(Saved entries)
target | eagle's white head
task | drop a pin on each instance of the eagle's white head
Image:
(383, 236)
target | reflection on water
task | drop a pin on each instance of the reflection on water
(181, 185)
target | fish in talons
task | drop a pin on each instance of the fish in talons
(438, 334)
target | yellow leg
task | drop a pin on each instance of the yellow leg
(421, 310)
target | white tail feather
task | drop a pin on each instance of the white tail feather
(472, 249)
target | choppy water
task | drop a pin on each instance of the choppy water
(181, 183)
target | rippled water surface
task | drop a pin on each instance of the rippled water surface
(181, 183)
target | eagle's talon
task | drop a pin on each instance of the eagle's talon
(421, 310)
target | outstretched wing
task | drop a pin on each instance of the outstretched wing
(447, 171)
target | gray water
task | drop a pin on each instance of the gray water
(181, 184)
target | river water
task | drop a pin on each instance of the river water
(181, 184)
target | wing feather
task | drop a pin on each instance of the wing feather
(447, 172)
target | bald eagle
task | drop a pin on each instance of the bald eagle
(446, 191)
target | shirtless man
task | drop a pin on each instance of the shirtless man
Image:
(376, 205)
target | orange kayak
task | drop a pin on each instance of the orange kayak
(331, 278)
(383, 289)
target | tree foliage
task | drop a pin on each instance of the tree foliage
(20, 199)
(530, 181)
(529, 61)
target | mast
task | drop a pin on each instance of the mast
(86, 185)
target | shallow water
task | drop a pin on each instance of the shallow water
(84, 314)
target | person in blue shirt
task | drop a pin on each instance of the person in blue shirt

→ EXERCISE: Write down exactly the span of lines above from the one containing "target | choppy water" to the one containing "target | gray water", both ends included.

→ ANSWER SECTION:
target | choppy water
task | drop a pin on each instance of the choppy water
(181, 183)
target | rippled water surface
task | drop a pin on each instance of the rippled water surface
(181, 183)
target | eagle's talon
task | drop a pin on each instance of the eagle's talon
(421, 310)
target | outstretched wing
task | drop a pin on each instance of the outstretched wing
(447, 171)
target | gray water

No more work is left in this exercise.